ISSN: 0973-7510

E-ISSN: 2581-690X

Research Article | Open Access
Ravikant1 , Preeti Kumari1, Manoj Kumar2, Partha Roy1 and M. Jeya3
1Department of Microbiology, World College of Medical Science & Research and Hospital, Jhajjar – 124103, Haryana, India.
2Department of Emergency Medicine, All India Institute of Medical Sciences, New Delhi – 110029, India.
3Department of Microbiology, Rajah Muthiah Medical College & Hospital, Annamalai University, Chidambaram – 608 002, Tamil Nadu, India.
J Pure Appl Microbiol. 2022;16(2):1111-1121 | Article Number: 6983
https://doi.org/10.22207/JPAM.16.2.37 | © The Author(s). 2022
Received: 13/04/2021 | Accepted: 06/04/2022 | Published online: 27/05/2022
Issue online: June 2022
Abstract

Opportunistic behavior of commensal bacteria during severe infection, especially of the intestine is always considered as a predisposing threat for the severely ill patient admitted to hospitals. A descriptive-analytical case-control study was carried out to detect the prevalence and risk factor analysis of fecal carriage of Carbapenem-resistant Enterobacteriaceae. Patients having fecal carriage of Carbapenem-resistant Enterobacteriaceae were considered as cases and patients who were without Carbapenem-resistant Enterobacteriaceae were taken as the control in a proportion of 1:4. Carbapenem-resistant Enterobacteriaceae (CRE) was confirmed by both conventional as well as molecular methods. Methods such as Combined Disk Test, mCIMtest, and RAPIDEC CarbaNP Test were used for phenotypic identification of CRE, Whereas Real-Time (RT)-PCR was used for the detection of bla-gene encoded for CRE (blaNDM1, blaVIM, blaKPC, blaIMP, and blaOXA48). All patients belonging to medicine wards were included in the study. we screened 436 patients during the study and found 160 patients suitable for our study, out of which 32 (20%) were cases and 128 (80%) were controls. We found a total number of 25 genes out of 16 isolates, where NDM 1 was identified in maximum numbers followed by KPC &VIM. Standard statistical analyses such as chi-squire and odd ratios were conducted to determine the risk factor of different variables. Stepwise multiple logistic regressions were carried out, where we found, that transfer from other wards to medicine ward, use of nebulizer and intravenous catheter, and use of multiple antibiotics were still statistically significant. Implementation of Multi-modal colonization prevention and control is the need for the present situation throughout the world.

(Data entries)
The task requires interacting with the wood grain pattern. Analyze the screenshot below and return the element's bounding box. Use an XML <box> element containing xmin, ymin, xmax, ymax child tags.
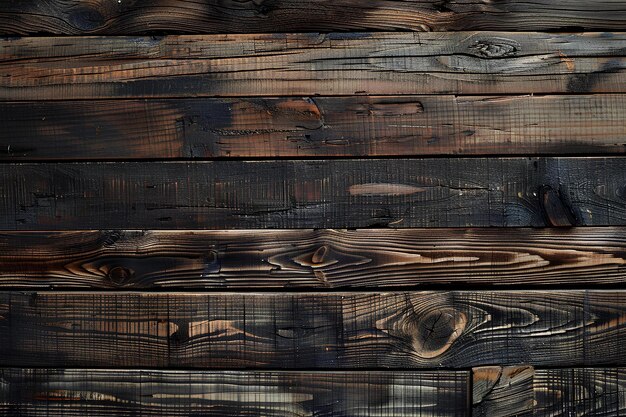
<box><xmin>0</xmin><ymin>290</ymin><xmax>626</xmax><ymax>369</ymax></box>
<box><xmin>0</xmin><ymin>94</ymin><xmax>626</xmax><ymax>160</ymax></box>
<box><xmin>0</xmin><ymin>158</ymin><xmax>626</xmax><ymax>230</ymax></box>
<box><xmin>0</xmin><ymin>368</ymin><xmax>470</xmax><ymax>417</ymax></box>
<box><xmin>0</xmin><ymin>32</ymin><xmax>626</xmax><ymax>100</ymax></box>
<box><xmin>0</xmin><ymin>0</ymin><xmax>626</xmax><ymax>35</ymax></box>
<box><xmin>0</xmin><ymin>228</ymin><xmax>626</xmax><ymax>290</ymax></box>
<box><xmin>472</xmin><ymin>366</ymin><xmax>626</xmax><ymax>417</ymax></box>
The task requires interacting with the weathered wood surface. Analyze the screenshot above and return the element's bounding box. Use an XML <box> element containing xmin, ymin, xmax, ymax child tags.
<box><xmin>0</xmin><ymin>368</ymin><xmax>470</xmax><ymax>417</ymax></box>
<box><xmin>0</xmin><ymin>94</ymin><xmax>626</xmax><ymax>160</ymax></box>
<box><xmin>0</xmin><ymin>158</ymin><xmax>626</xmax><ymax>230</ymax></box>
<box><xmin>0</xmin><ymin>290</ymin><xmax>626</xmax><ymax>369</ymax></box>
<box><xmin>0</xmin><ymin>32</ymin><xmax>626</xmax><ymax>100</ymax></box>
<box><xmin>0</xmin><ymin>0</ymin><xmax>626</xmax><ymax>35</ymax></box>
<box><xmin>472</xmin><ymin>366</ymin><xmax>626</xmax><ymax>417</ymax></box>
<box><xmin>0</xmin><ymin>228</ymin><xmax>626</xmax><ymax>289</ymax></box>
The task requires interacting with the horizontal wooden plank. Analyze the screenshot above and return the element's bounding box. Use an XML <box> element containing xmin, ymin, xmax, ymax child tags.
<box><xmin>0</xmin><ymin>32</ymin><xmax>626</xmax><ymax>100</ymax></box>
<box><xmin>0</xmin><ymin>158</ymin><xmax>626</xmax><ymax>230</ymax></box>
<box><xmin>0</xmin><ymin>290</ymin><xmax>626</xmax><ymax>369</ymax></box>
<box><xmin>0</xmin><ymin>94</ymin><xmax>626</xmax><ymax>160</ymax></box>
<box><xmin>0</xmin><ymin>0</ymin><xmax>626</xmax><ymax>35</ymax></box>
<box><xmin>0</xmin><ymin>368</ymin><xmax>470</xmax><ymax>417</ymax></box>
<box><xmin>472</xmin><ymin>366</ymin><xmax>626</xmax><ymax>417</ymax></box>
<box><xmin>0</xmin><ymin>228</ymin><xmax>626</xmax><ymax>289</ymax></box>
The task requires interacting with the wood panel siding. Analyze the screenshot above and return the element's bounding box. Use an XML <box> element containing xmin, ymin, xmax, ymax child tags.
<box><xmin>0</xmin><ymin>368</ymin><xmax>470</xmax><ymax>417</ymax></box>
<box><xmin>0</xmin><ymin>158</ymin><xmax>626</xmax><ymax>230</ymax></box>
<box><xmin>0</xmin><ymin>227</ymin><xmax>626</xmax><ymax>290</ymax></box>
<box><xmin>0</xmin><ymin>32</ymin><xmax>626</xmax><ymax>100</ymax></box>
<box><xmin>472</xmin><ymin>366</ymin><xmax>626</xmax><ymax>417</ymax></box>
<box><xmin>0</xmin><ymin>94</ymin><xmax>626</xmax><ymax>160</ymax></box>
<box><xmin>0</xmin><ymin>290</ymin><xmax>626</xmax><ymax>369</ymax></box>
<box><xmin>0</xmin><ymin>0</ymin><xmax>626</xmax><ymax>35</ymax></box>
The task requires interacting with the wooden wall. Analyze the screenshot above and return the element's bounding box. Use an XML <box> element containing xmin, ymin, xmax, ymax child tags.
<box><xmin>0</xmin><ymin>0</ymin><xmax>626</xmax><ymax>417</ymax></box>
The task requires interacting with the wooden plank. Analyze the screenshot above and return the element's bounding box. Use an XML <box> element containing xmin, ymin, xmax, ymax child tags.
<box><xmin>0</xmin><ymin>158</ymin><xmax>626</xmax><ymax>230</ymax></box>
<box><xmin>472</xmin><ymin>366</ymin><xmax>626</xmax><ymax>417</ymax></box>
<box><xmin>0</xmin><ymin>228</ymin><xmax>626</xmax><ymax>289</ymax></box>
<box><xmin>0</xmin><ymin>290</ymin><xmax>626</xmax><ymax>369</ymax></box>
<box><xmin>0</xmin><ymin>94</ymin><xmax>626</xmax><ymax>160</ymax></box>
<box><xmin>0</xmin><ymin>32</ymin><xmax>626</xmax><ymax>100</ymax></box>
<box><xmin>0</xmin><ymin>0</ymin><xmax>626</xmax><ymax>35</ymax></box>
<box><xmin>0</xmin><ymin>368</ymin><xmax>470</xmax><ymax>417</ymax></box>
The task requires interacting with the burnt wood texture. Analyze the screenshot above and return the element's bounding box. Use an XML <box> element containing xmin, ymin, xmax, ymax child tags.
<box><xmin>0</xmin><ymin>290</ymin><xmax>626</xmax><ymax>369</ymax></box>
<box><xmin>0</xmin><ymin>158</ymin><xmax>626</xmax><ymax>230</ymax></box>
<box><xmin>0</xmin><ymin>94</ymin><xmax>626</xmax><ymax>161</ymax></box>
<box><xmin>0</xmin><ymin>32</ymin><xmax>626</xmax><ymax>100</ymax></box>
<box><xmin>472</xmin><ymin>366</ymin><xmax>626</xmax><ymax>417</ymax></box>
<box><xmin>0</xmin><ymin>368</ymin><xmax>470</xmax><ymax>417</ymax></box>
<box><xmin>0</xmin><ymin>227</ymin><xmax>626</xmax><ymax>290</ymax></box>
<box><xmin>0</xmin><ymin>0</ymin><xmax>626</xmax><ymax>417</ymax></box>
<box><xmin>0</xmin><ymin>0</ymin><xmax>626</xmax><ymax>35</ymax></box>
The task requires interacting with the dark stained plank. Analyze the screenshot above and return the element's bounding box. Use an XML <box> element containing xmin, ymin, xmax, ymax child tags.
<box><xmin>0</xmin><ymin>368</ymin><xmax>470</xmax><ymax>417</ymax></box>
<box><xmin>0</xmin><ymin>0</ymin><xmax>626</xmax><ymax>34</ymax></box>
<box><xmin>0</xmin><ymin>32</ymin><xmax>626</xmax><ymax>100</ymax></box>
<box><xmin>0</xmin><ymin>227</ymin><xmax>626</xmax><ymax>290</ymax></box>
<box><xmin>0</xmin><ymin>94</ymin><xmax>626</xmax><ymax>160</ymax></box>
<box><xmin>472</xmin><ymin>366</ymin><xmax>626</xmax><ymax>417</ymax></box>
<box><xmin>0</xmin><ymin>158</ymin><xmax>626</xmax><ymax>230</ymax></box>
<box><xmin>0</xmin><ymin>290</ymin><xmax>626</xmax><ymax>369</ymax></box>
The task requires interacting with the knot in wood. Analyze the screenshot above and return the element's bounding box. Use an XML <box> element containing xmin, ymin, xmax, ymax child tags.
<box><xmin>469</xmin><ymin>40</ymin><xmax>518</xmax><ymax>58</ymax></box>
<box><xmin>539</xmin><ymin>185</ymin><xmax>576</xmax><ymax>227</ymax></box>
<box><xmin>412</xmin><ymin>308</ymin><xmax>467</xmax><ymax>359</ymax></box>
<box><xmin>107</xmin><ymin>266</ymin><xmax>135</xmax><ymax>286</ymax></box>
<box><xmin>311</xmin><ymin>245</ymin><xmax>328</xmax><ymax>265</ymax></box>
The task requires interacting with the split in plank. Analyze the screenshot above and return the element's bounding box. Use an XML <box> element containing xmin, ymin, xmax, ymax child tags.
<box><xmin>0</xmin><ymin>94</ymin><xmax>626</xmax><ymax>160</ymax></box>
<box><xmin>0</xmin><ymin>227</ymin><xmax>626</xmax><ymax>290</ymax></box>
<box><xmin>0</xmin><ymin>290</ymin><xmax>626</xmax><ymax>369</ymax></box>
<box><xmin>0</xmin><ymin>158</ymin><xmax>626</xmax><ymax>230</ymax></box>
<box><xmin>472</xmin><ymin>366</ymin><xmax>626</xmax><ymax>417</ymax></box>
<box><xmin>0</xmin><ymin>0</ymin><xmax>626</xmax><ymax>35</ymax></box>
<box><xmin>0</xmin><ymin>32</ymin><xmax>626</xmax><ymax>100</ymax></box>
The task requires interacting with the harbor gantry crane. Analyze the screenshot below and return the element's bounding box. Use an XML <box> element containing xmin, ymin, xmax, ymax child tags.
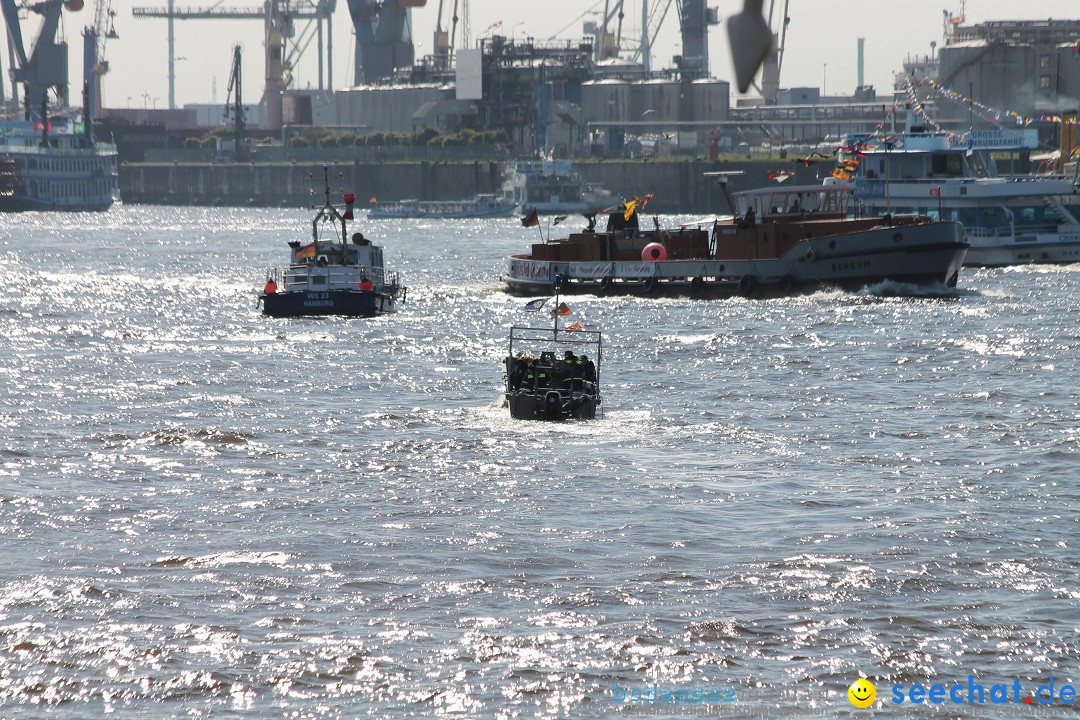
<box><xmin>82</xmin><ymin>0</ymin><xmax>120</xmax><ymax>118</ymax></box>
<box><xmin>132</xmin><ymin>0</ymin><xmax>337</xmax><ymax>124</ymax></box>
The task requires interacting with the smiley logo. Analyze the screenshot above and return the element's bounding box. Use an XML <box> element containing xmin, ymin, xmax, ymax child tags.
<box><xmin>848</xmin><ymin>678</ymin><xmax>877</xmax><ymax>708</ymax></box>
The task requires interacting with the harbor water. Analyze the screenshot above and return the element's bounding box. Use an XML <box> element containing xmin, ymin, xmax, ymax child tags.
<box><xmin>0</xmin><ymin>206</ymin><xmax>1080</xmax><ymax>719</ymax></box>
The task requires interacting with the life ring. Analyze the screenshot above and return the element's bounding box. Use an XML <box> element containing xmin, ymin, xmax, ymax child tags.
<box><xmin>642</xmin><ymin>243</ymin><xmax>667</xmax><ymax>262</ymax></box>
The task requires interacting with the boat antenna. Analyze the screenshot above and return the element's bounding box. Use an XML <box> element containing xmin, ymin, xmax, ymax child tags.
<box><xmin>551</xmin><ymin>274</ymin><xmax>563</xmax><ymax>341</ymax></box>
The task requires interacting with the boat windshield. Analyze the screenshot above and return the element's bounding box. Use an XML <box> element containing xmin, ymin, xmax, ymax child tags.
<box><xmin>735</xmin><ymin>185</ymin><xmax>851</xmax><ymax>218</ymax></box>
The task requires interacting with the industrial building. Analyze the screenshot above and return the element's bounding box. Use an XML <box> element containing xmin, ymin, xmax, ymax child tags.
<box><xmin>936</xmin><ymin>19</ymin><xmax>1080</xmax><ymax>123</ymax></box>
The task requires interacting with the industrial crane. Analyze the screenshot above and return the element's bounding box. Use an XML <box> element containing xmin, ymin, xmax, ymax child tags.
<box><xmin>82</xmin><ymin>0</ymin><xmax>120</xmax><ymax>118</ymax></box>
<box><xmin>225</xmin><ymin>45</ymin><xmax>246</xmax><ymax>160</ymax></box>
<box><xmin>132</xmin><ymin>0</ymin><xmax>337</xmax><ymax>121</ymax></box>
<box><xmin>0</xmin><ymin>0</ymin><xmax>83</xmax><ymax>113</ymax></box>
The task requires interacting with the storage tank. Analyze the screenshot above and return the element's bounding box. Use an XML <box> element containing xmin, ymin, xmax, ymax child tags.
<box><xmin>640</xmin><ymin>80</ymin><xmax>679</xmax><ymax>122</ymax></box>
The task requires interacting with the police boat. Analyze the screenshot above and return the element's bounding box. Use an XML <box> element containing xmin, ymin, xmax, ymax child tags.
<box><xmin>259</xmin><ymin>165</ymin><xmax>407</xmax><ymax>317</ymax></box>
<box><xmin>503</xmin><ymin>276</ymin><xmax>604</xmax><ymax>420</ymax></box>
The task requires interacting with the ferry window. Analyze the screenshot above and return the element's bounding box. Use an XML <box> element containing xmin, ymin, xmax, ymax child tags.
<box><xmin>1013</xmin><ymin>207</ymin><xmax>1041</xmax><ymax>226</ymax></box>
<box><xmin>980</xmin><ymin>207</ymin><xmax>1010</xmax><ymax>228</ymax></box>
<box><xmin>956</xmin><ymin>207</ymin><xmax>982</xmax><ymax>228</ymax></box>
<box><xmin>1043</xmin><ymin>207</ymin><xmax>1069</xmax><ymax>226</ymax></box>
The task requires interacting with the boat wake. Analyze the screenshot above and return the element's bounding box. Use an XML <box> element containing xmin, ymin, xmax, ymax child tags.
<box><xmin>856</xmin><ymin>280</ymin><xmax>975</xmax><ymax>300</ymax></box>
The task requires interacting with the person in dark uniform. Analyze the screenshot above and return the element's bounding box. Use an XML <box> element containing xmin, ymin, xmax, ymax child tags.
<box><xmin>563</xmin><ymin>350</ymin><xmax>582</xmax><ymax>390</ymax></box>
<box><xmin>581</xmin><ymin>355</ymin><xmax>596</xmax><ymax>383</ymax></box>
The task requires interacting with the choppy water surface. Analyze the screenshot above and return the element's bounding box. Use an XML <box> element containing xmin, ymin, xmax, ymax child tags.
<box><xmin>0</xmin><ymin>207</ymin><xmax>1080</xmax><ymax>718</ymax></box>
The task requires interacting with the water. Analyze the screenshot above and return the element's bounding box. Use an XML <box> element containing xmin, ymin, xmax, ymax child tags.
<box><xmin>0</xmin><ymin>207</ymin><xmax>1080</xmax><ymax>719</ymax></box>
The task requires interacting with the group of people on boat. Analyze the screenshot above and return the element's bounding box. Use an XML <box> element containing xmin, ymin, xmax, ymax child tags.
<box><xmin>507</xmin><ymin>350</ymin><xmax>596</xmax><ymax>393</ymax></box>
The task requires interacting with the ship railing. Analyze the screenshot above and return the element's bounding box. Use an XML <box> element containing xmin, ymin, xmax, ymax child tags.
<box><xmin>282</xmin><ymin>266</ymin><xmax>382</xmax><ymax>291</ymax></box>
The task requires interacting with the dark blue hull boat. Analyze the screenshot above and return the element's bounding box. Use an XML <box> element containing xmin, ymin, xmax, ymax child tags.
<box><xmin>259</xmin><ymin>290</ymin><xmax>394</xmax><ymax>317</ymax></box>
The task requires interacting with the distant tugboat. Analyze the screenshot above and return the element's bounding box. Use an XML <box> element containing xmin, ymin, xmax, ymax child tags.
<box><xmin>502</xmin><ymin>184</ymin><xmax>968</xmax><ymax>297</ymax></box>
<box><xmin>259</xmin><ymin>166</ymin><xmax>406</xmax><ymax>317</ymax></box>
<box><xmin>503</xmin><ymin>276</ymin><xmax>604</xmax><ymax>420</ymax></box>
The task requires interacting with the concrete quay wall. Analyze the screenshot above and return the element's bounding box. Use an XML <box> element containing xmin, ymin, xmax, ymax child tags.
<box><xmin>120</xmin><ymin>160</ymin><xmax>819</xmax><ymax>213</ymax></box>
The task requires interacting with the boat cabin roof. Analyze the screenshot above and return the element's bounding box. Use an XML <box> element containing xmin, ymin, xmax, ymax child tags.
<box><xmin>733</xmin><ymin>182</ymin><xmax>854</xmax><ymax>218</ymax></box>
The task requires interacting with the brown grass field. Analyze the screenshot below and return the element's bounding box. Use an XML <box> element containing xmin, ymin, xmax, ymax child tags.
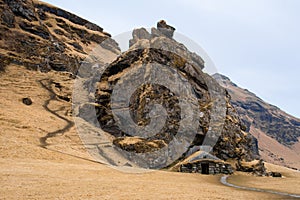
<box><xmin>0</xmin><ymin>66</ymin><xmax>300</xmax><ymax>199</ymax></box>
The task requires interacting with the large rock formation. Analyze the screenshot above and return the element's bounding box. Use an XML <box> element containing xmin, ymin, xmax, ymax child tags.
<box><xmin>95</xmin><ymin>21</ymin><xmax>259</xmax><ymax>168</ymax></box>
<box><xmin>0</xmin><ymin>0</ymin><xmax>258</xmax><ymax>170</ymax></box>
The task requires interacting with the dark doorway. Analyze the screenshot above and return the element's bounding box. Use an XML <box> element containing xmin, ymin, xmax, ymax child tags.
<box><xmin>201</xmin><ymin>163</ymin><xmax>209</xmax><ymax>174</ymax></box>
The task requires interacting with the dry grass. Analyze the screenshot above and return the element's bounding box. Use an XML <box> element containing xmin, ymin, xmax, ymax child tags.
<box><xmin>0</xmin><ymin>66</ymin><xmax>294</xmax><ymax>199</ymax></box>
<box><xmin>228</xmin><ymin>163</ymin><xmax>300</xmax><ymax>195</ymax></box>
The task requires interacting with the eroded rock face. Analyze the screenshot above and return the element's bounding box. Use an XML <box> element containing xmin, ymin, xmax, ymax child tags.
<box><xmin>95</xmin><ymin>24</ymin><xmax>258</xmax><ymax>161</ymax></box>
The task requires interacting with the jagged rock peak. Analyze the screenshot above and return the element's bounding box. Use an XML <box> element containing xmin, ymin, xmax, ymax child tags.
<box><xmin>129</xmin><ymin>20</ymin><xmax>205</xmax><ymax>69</ymax></box>
<box><xmin>157</xmin><ymin>20</ymin><xmax>176</xmax><ymax>38</ymax></box>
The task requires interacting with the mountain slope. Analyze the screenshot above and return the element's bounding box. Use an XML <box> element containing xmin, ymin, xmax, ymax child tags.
<box><xmin>213</xmin><ymin>74</ymin><xmax>300</xmax><ymax>168</ymax></box>
<box><xmin>0</xmin><ymin>0</ymin><xmax>119</xmax><ymax>73</ymax></box>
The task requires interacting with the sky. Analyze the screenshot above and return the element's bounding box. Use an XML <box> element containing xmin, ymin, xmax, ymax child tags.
<box><xmin>44</xmin><ymin>0</ymin><xmax>300</xmax><ymax>118</ymax></box>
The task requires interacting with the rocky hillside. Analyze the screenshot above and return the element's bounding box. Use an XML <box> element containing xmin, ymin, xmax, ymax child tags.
<box><xmin>0</xmin><ymin>0</ymin><xmax>118</xmax><ymax>73</ymax></box>
<box><xmin>0</xmin><ymin>0</ymin><xmax>258</xmax><ymax>170</ymax></box>
<box><xmin>93</xmin><ymin>22</ymin><xmax>258</xmax><ymax>169</ymax></box>
<box><xmin>213</xmin><ymin>74</ymin><xmax>300</xmax><ymax>168</ymax></box>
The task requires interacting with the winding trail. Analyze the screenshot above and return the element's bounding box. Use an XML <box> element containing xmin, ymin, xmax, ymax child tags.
<box><xmin>220</xmin><ymin>175</ymin><xmax>300</xmax><ymax>198</ymax></box>
<box><xmin>39</xmin><ymin>79</ymin><xmax>74</xmax><ymax>148</ymax></box>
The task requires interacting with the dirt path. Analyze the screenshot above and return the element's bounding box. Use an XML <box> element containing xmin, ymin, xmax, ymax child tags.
<box><xmin>39</xmin><ymin>79</ymin><xmax>74</xmax><ymax>148</ymax></box>
<box><xmin>220</xmin><ymin>176</ymin><xmax>300</xmax><ymax>198</ymax></box>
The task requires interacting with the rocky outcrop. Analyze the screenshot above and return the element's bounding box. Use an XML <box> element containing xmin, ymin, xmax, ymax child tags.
<box><xmin>214</xmin><ymin>74</ymin><xmax>300</xmax><ymax>168</ymax></box>
<box><xmin>0</xmin><ymin>0</ymin><xmax>119</xmax><ymax>73</ymax></box>
<box><xmin>95</xmin><ymin>22</ymin><xmax>258</xmax><ymax>167</ymax></box>
<box><xmin>214</xmin><ymin>74</ymin><xmax>300</xmax><ymax>146</ymax></box>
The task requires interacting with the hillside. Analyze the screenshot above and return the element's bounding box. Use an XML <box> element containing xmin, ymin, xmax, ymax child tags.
<box><xmin>0</xmin><ymin>0</ymin><xmax>300</xmax><ymax>199</ymax></box>
<box><xmin>214</xmin><ymin>74</ymin><xmax>300</xmax><ymax>169</ymax></box>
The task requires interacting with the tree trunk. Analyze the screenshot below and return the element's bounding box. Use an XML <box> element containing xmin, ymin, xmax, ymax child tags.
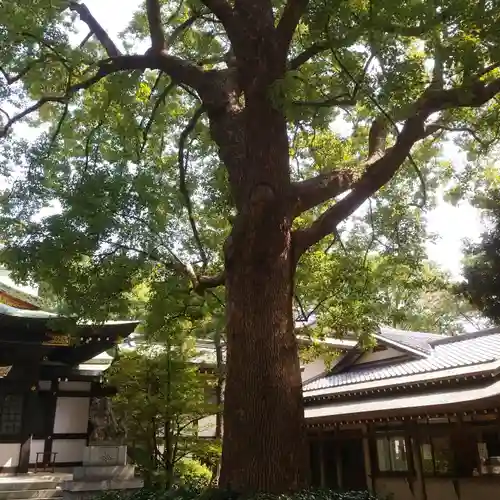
<box><xmin>210</xmin><ymin>331</ymin><xmax>224</xmax><ymax>485</ymax></box>
<box><xmin>220</xmin><ymin>95</ymin><xmax>309</xmax><ymax>493</ymax></box>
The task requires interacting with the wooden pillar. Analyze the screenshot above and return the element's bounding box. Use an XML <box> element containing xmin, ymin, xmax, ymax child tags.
<box><xmin>17</xmin><ymin>385</ymin><xmax>38</xmax><ymax>473</ymax></box>
<box><xmin>17</xmin><ymin>363</ymin><xmax>40</xmax><ymax>473</ymax></box>
<box><xmin>319</xmin><ymin>433</ymin><xmax>326</xmax><ymax>488</ymax></box>
<box><xmin>362</xmin><ymin>425</ymin><xmax>375</xmax><ymax>494</ymax></box>
<box><xmin>335</xmin><ymin>439</ymin><xmax>343</xmax><ymax>490</ymax></box>
<box><xmin>407</xmin><ymin>424</ymin><xmax>427</xmax><ymax>500</ymax></box>
<box><xmin>43</xmin><ymin>380</ymin><xmax>58</xmax><ymax>461</ymax></box>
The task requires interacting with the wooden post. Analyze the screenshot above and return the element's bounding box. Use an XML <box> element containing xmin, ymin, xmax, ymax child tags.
<box><xmin>17</xmin><ymin>385</ymin><xmax>38</xmax><ymax>474</ymax></box>
<box><xmin>362</xmin><ymin>425</ymin><xmax>375</xmax><ymax>494</ymax></box>
<box><xmin>43</xmin><ymin>380</ymin><xmax>58</xmax><ymax>461</ymax></box>
<box><xmin>319</xmin><ymin>433</ymin><xmax>326</xmax><ymax>488</ymax></box>
<box><xmin>17</xmin><ymin>362</ymin><xmax>40</xmax><ymax>474</ymax></box>
<box><xmin>407</xmin><ymin>424</ymin><xmax>427</xmax><ymax>500</ymax></box>
<box><xmin>335</xmin><ymin>439</ymin><xmax>343</xmax><ymax>490</ymax></box>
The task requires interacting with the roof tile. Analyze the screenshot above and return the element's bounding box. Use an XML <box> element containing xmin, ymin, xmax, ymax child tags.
<box><xmin>304</xmin><ymin>329</ymin><xmax>500</xmax><ymax>392</ymax></box>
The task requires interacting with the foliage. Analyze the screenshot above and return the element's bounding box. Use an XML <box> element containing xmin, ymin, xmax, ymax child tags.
<box><xmin>96</xmin><ymin>488</ymin><xmax>386</xmax><ymax>500</ymax></box>
<box><xmin>457</xmin><ymin>189</ymin><xmax>500</xmax><ymax>324</ymax></box>
<box><xmin>108</xmin><ymin>329</ymin><xmax>220</xmax><ymax>486</ymax></box>
<box><xmin>0</xmin><ymin>0</ymin><xmax>500</xmax><ymax>491</ymax></box>
<box><xmin>0</xmin><ymin>0</ymin><xmax>492</xmax><ymax>332</ymax></box>
<box><xmin>175</xmin><ymin>458</ymin><xmax>212</xmax><ymax>492</ymax></box>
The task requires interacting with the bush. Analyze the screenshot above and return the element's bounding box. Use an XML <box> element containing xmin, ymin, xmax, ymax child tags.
<box><xmin>175</xmin><ymin>458</ymin><xmax>212</xmax><ymax>493</ymax></box>
<box><xmin>97</xmin><ymin>488</ymin><xmax>386</xmax><ymax>500</ymax></box>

_TASK INSTRUCTIONS_
Transcribe the stretch of the abstract on fecal carriage of carbapenem-resistant Enterobacteriaceae from "E-ISSN: 2581-690X" through "Tamil Nadu, India.". The data entries are not needed for this.

_TASK RESULT_
E-ISSN: 2581-690X

Research Article | Open Access
Ravikant1 , Preeti Kumari1, Manoj Kumar2, Partha Roy1 and M. Jeya3
1Department of Microbiology, World College of Medical Science & Research and Hospital, Jhajjar – 124103, Haryana, India.
2Department of Emergency Medicine, All India Institute of Medical Sciences, New Delhi – 110029, India.
3Department of Microbiology, Rajah Muthiah Medical College & Hospital, Annamalai University, Chidambaram – 608 002, Tamil Nadu, India.